⟨
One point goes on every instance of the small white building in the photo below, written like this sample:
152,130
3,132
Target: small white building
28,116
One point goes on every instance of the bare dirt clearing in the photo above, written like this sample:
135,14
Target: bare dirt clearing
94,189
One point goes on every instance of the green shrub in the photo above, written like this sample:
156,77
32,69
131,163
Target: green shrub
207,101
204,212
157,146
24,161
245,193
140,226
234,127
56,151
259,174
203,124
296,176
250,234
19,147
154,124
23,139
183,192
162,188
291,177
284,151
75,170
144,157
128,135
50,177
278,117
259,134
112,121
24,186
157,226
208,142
⟩
## Problem details
Return exactly the lines of the data, and only those, from the line with "One point goes on every instance of the bare" through the last line, inclusive.

## Answer to this problem
One point goes on every instance of the bare dirt clearing in the photo above, written like this sample:
135,14
Target: bare dirt clearing
94,189
One point goes on every instance of the green shrub in the photo above, written like this sample:
156,77
32,69
131,163
Target: green shrub
207,101
204,212
157,146
24,161
245,193
140,226
234,127
56,151
259,174
203,124
296,176
250,234
19,147
154,124
23,139
183,192
162,188
291,177
284,151
75,170
144,157
128,135
50,177
278,117
259,134
112,121
24,186
157,226
208,142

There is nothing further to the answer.